[Start of section]

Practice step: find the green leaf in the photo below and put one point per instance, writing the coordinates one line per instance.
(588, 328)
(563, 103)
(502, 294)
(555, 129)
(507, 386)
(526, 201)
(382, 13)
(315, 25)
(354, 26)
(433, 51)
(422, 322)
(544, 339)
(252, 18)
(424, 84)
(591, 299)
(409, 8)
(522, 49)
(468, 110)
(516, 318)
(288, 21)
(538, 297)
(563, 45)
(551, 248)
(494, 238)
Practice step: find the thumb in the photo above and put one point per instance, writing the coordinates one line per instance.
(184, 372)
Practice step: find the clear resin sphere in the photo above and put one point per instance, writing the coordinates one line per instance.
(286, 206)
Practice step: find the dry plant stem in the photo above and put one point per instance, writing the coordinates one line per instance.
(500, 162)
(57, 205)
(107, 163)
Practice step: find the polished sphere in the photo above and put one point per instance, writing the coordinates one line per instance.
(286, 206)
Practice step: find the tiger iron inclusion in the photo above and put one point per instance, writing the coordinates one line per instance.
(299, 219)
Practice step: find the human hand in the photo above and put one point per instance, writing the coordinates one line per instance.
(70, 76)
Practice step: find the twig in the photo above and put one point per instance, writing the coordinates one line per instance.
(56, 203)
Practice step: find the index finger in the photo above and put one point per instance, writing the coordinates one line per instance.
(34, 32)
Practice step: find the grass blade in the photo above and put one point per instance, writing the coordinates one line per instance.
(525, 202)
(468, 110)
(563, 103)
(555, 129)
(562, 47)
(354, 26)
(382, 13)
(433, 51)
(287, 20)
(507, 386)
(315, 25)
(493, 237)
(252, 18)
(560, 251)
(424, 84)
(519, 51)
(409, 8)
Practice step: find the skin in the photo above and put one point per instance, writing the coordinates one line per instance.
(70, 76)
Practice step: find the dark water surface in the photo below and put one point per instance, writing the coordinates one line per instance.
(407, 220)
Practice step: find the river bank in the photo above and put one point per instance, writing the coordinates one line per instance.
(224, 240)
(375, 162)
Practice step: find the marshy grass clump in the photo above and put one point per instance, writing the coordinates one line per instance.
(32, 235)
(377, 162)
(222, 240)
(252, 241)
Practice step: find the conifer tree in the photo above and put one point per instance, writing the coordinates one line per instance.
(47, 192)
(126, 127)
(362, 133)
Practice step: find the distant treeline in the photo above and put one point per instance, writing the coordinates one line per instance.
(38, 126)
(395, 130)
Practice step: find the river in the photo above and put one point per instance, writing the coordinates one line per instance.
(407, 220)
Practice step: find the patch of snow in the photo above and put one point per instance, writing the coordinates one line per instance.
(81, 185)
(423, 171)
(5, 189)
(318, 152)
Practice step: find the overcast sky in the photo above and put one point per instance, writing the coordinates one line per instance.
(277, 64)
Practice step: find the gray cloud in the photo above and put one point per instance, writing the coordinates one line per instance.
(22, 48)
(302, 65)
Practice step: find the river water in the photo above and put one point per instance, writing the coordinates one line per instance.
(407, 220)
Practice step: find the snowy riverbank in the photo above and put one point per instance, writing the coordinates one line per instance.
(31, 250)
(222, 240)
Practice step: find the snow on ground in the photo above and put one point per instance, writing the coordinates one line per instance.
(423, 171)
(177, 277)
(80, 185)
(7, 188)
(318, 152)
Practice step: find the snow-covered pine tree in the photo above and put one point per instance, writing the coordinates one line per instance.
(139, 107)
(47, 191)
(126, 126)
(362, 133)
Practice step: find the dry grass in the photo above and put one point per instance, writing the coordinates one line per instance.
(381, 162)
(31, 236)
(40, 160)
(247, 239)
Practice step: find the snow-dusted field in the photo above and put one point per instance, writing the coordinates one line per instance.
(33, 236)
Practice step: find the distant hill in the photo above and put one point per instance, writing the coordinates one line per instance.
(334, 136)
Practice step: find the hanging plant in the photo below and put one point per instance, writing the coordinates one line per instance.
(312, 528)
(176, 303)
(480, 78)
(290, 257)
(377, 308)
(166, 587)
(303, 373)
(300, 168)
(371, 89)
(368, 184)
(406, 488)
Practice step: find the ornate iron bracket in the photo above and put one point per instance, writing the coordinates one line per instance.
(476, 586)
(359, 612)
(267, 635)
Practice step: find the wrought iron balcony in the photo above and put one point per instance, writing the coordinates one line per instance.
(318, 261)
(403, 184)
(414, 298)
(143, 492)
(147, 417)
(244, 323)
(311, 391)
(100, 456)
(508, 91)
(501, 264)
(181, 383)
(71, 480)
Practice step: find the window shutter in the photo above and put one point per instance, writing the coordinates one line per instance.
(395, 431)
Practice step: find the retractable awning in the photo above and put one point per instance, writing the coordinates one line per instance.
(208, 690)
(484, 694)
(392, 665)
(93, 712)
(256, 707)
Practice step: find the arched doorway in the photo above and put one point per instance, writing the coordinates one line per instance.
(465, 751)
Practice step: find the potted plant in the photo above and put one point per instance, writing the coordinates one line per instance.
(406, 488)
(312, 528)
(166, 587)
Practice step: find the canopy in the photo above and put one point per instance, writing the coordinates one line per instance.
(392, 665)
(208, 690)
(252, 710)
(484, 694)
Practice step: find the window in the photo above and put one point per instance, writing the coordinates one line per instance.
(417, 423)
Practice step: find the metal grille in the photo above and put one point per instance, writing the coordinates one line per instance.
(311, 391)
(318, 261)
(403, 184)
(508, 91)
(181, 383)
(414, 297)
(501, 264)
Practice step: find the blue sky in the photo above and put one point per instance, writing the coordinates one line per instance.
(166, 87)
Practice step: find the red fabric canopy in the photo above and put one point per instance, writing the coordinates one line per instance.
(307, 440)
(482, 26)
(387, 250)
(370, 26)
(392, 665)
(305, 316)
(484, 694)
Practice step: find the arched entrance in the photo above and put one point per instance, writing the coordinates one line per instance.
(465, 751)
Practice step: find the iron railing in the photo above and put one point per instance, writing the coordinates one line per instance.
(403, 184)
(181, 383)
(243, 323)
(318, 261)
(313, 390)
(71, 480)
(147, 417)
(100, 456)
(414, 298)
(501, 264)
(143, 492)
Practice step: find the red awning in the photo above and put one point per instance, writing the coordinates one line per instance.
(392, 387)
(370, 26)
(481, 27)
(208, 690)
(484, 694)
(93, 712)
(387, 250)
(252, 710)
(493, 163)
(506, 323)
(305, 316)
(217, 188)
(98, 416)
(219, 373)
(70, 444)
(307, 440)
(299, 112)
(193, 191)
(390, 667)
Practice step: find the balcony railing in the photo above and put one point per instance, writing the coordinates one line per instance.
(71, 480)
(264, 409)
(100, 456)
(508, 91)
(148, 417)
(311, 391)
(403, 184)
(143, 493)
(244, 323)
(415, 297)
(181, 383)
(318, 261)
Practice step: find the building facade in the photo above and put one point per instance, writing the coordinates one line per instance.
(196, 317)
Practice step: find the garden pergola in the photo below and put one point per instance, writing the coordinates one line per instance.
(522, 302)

[End of section]

REQUIREMENT –
Only an exact retyping of the full data will do.

REPLY TO THE EXERCISE –
Practice step: find the green leaf in the photo below and put one point per instance, writing the coordinates one line per instance.
(588, 328)
(563, 103)
(502, 294)
(555, 129)
(507, 386)
(526, 201)
(382, 13)
(315, 25)
(354, 26)
(433, 51)
(422, 322)
(544, 339)
(252, 18)
(424, 84)
(591, 299)
(409, 8)
(522, 49)
(468, 110)
(516, 318)
(288, 21)
(538, 297)
(563, 45)
(551, 248)
(494, 238)
Practice step: find the thumb in the photo above and put one point per instance, writing the coordinates one line per instance.
(184, 372)
Practice step: find the clear resin sphere in the photo above and put one point per instance, writing the coordinates one line per instance.
(286, 206)
Practice step: find the dry plant stem in the photo above and put one point per instance, writing the coordinates one line per instance.
(500, 162)
(57, 205)
(107, 163)
Practice step: find the polished sphere in the photo above and put one point per instance, writing the coordinates one line per instance.
(286, 206)
Practice step: find the tiger iron inclusion in the photo above and put one point per instance, writing the coordinates one line per instance.
(299, 219)
Practice step: find the human hand in the photo above and put one point per instance, writing the coordinates one line per instance.
(70, 76)
Practice step: find the twig in the photo above and put one point per instance, writing the coordinates one line per instance.
(56, 203)
Practice step: find the index finger in the photo above and put one point per instance, writing the coordinates one line per instance.
(34, 32)
Practice step: find the grass blade in the photo above and put one point per instance, writing the coordinates one line per instance.
(525, 202)
(468, 110)
(563, 103)
(555, 129)
(562, 47)
(354, 26)
(382, 13)
(433, 51)
(287, 20)
(507, 386)
(315, 25)
(493, 237)
(252, 18)
(560, 251)
(424, 84)
(519, 51)
(409, 8)
Practice step: find the skin in the photo above and put one point per instance, writing the coordinates one line per instance.
(70, 76)
Practice step: find the dark water surface in the photo below and put one point per instance, writing the coordinates one line per instance.
(407, 220)
Practice step: find the river bank in the photo above and put one point per instance, writing the coordinates one line per instance.
(224, 240)
(375, 162)
Practice step: find the marshy grass clump in the photo above and put one point per instance, writing the coordinates one line per instance.
(32, 235)
(377, 162)
(222, 240)
(252, 241)
Practice step: find the conifer tree in the photo above and put one point per instance, writing the coordinates one line per instance.
(47, 192)
(126, 127)
(362, 133)
Practice step: find the distant treeline in the photo above and put one point per instance, writing the coordinates one line per instance.
(38, 126)
(395, 130)
Practice step: find the river in the photo above and put one point per instance, writing the coordinates one line per instance.
(407, 220)
Practice step: find the patch of snow in the photo above and put one point per instance, writing the coordinates one line per instance.
(81, 185)
(423, 171)
(5, 189)
(318, 152)
Practice step: find the overcast sky in the photo above and put one point per instance, writing the coordinates one line per instance.
(277, 64)
Practice step: find the gray cloud in the photo above and put one point per instance, writing the coordinates one line per instance.
(22, 48)
(302, 65)
Practice step: find the river water in the photo above and put one point per instance, writing the coordinates one line per instance.
(407, 220)
Practice step: find the snowy riverbank in the photo above and put one point per instance, writing the coordinates one line per instance.
(31, 250)
(222, 240)
Practice step: find the snow on ground in the photo above and put one point per instance, writing the coordinates one line per instance.
(423, 171)
(177, 277)
(80, 185)
(7, 188)
(318, 152)
Practice step: find the snow-covered pine tree in the photo above and put one point per instance, writing the coordinates one line per instance.
(139, 107)
(47, 191)
(126, 126)
(362, 133)
Practice step: find the dry grass in the photo above and put one point per instance, writing the coordinates one line per instance.
(381, 162)
(31, 236)
(40, 160)
(247, 239)
Practice step: find the snow-dusted field in the photo above and put one point per instance, writing the coordinates one line per instance.
(33, 236)
Practice step: find the distant hill in the photo above and put one point per instance, writing the coordinates one line per instance.
(334, 136)
Practice step: find the hanging plant in the photo below and put one point per instance, writing the coordinates one line per instance.
(312, 528)
(176, 303)
(480, 78)
(290, 257)
(377, 308)
(166, 587)
(303, 373)
(300, 168)
(371, 89)
(368, 184)
(406, 488)
Practice step: find the ornate iron bracket in the photo above and put one point per instance, writing the coordinates one line per instance.
(476, 586)
(359, 612)
(267, 635)
Practice step: find the wrought iron balcony in the photo above and put one point per instance, writing the coordinates one line per instance.
(318, 261)
(403, 184)
(414, 298)
(143, 492)
(147, 417)
(244, 323)
(311, 391)
(100, 456)
(508, 91)
(501, 264)
(181, 383)
(71, 480)
Practice step: find the window shutter in the photo above and put one point per instance, writing the coordinates one line per instance.
(395, 431)
Practice step: find the retractable awning in the photo above and put one point per instance, writing the coordinates one line per instance.
(208, 690)
(484, 694)
(392, 665)
(93, 712)
(256, 707)
Practice step: find the arched doorway in the photo above and put one point per instance, writing the coordinates one line per instance.
(465, 751)
Practice step: find the potted plant in the photo above and put one point per instance, writing the coordinates one line per instance.
(406, 488)
(312, 528)
(166, 587)
Practice step: find the canopy in the photo above and put one point per instance, writing the coordinates one line per instance.
(392, 665)
(208, 690)
(252, 710)
(484, 694)
Practice step: find the window in the photo above and put one point per instance, writing the coordinates one line per instance.
(417, 423)
Practice step: find the metal grille in the photo above and put one point per instance, writing the coordinates one line per instance.
(311, 391)
(318, 261)
(403, 184)
(508, 91)
(181, 383)
(414, 297)
(501, 264)
Practice step: find the blue sky in the photo above and put one point per instance, writing the coordinates one line per instance.
(166, 87)
Practice step: find the red fabric canopy in the photo above and put one point per instance, writing the coordinates one line per instance.
(307, 440)
(482, 26)
(387, 250)
(370, 26)
(392, 665)
(305, 316)
(484, 694)
Practice step: find the arched entrance in the photo above and put one point per instance, writing the coordinates one line per instance.
(465, 751)
Practice step: find the iron railing in the photo above and put one point per instance, writing the coordinates one line per instance.
(403, 184)
(181, 383)
(243, 323)
(318, 261)
(313, 390)
(71, 480)
(147, 417)
(100, 456)
(414, 298)
(501, 264)
(143, 492)
Practice step: find the red awning in the photo above and put one point per instance, writing the coordinates one line per instance.
(392, 387)
(370, 26)
(481, 27)
(208, 690)
(484, 694)
(93, 712)
(387, 250)
(252, 710)
(493, 163)
(506, 323)
(305, 316)
(217, 188)
(98, 416)
(219, 373)
(70, 444)
(307, 440)
(299, 112)
(193, 191)
(390, 667)
Practice step: find the balcony railing in the photo above and put one point per instance, writing the coordinates one line per instance.
(71, 480)
(264, 409)
(100, 456)
(508, 91)
(148, 417)
(311, 391)
(403, 184)
(143, 493)
(244, 323)
(415, 297)
(181, 383)
(318, 261)
Practice step: find the building facade in the photo above and put one point per instance, writing the coordinates one line per instance.
(196, 317)
Practice step: find the garden pergola in the photo below and put one point per instance, writing the coordinates one line per instance.
(522, 302)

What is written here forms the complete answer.